Make an exact copy of the lines from the top of the entries below through the line with "put a marker on the red brick". Leave all pictures out.

++++ Data section

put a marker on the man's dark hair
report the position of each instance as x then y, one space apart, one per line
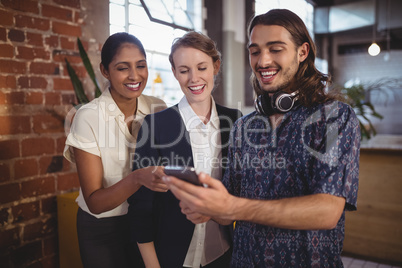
308 80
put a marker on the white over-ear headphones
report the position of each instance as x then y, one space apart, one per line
280 102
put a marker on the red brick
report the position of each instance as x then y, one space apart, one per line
3 34
29 53
9 149
9 193
68 43
57 12
37 146
38 186
9 238
6 18
22 5
11 125
3 98
6 51
25 168
62 84
66 29
10 66
16 35
68 182
52 41
44 68
32 82
60 56
23 21
49 205
69 3
4 172
17 97
34 98
25 212
52 98
48 123
68 99
8 81
35 39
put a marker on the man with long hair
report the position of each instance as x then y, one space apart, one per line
293 163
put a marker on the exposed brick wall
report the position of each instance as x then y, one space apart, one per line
35 96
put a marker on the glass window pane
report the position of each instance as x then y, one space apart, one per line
157 38
137 15
117 15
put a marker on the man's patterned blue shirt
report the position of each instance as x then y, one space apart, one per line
313 150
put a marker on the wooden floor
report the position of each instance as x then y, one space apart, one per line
349 262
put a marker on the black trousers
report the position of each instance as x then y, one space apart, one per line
105 242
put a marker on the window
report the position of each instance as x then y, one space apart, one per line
157 23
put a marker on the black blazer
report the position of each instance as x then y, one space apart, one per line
163 140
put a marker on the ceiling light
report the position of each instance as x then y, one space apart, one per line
374 49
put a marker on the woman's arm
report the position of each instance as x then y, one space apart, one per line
148 254
100 199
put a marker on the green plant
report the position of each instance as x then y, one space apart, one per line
77 84
358 95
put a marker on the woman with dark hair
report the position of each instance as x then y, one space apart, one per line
101 138
194 132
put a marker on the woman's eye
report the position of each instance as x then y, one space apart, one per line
276 50
254 53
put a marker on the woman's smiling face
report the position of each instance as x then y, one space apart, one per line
195 71
128 72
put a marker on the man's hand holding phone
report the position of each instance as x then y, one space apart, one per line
184 173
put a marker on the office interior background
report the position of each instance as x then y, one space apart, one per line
38 186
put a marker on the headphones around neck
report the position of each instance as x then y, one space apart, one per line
280 102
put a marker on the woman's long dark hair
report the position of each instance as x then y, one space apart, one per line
308 80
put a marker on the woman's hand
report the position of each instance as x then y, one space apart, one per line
151 177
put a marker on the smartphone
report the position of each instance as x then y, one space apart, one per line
184 173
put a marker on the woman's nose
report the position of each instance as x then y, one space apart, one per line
132 75
194 76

++++++++

> **Your solution**
put a marker on the man's dark hair
report the position of each instance as x then y, one space apart, one per line
308 80
put a marker on the white over-ear headphones
report the position of each instance as x then y, one space apart, one per line
280 102
put a marker on the red brick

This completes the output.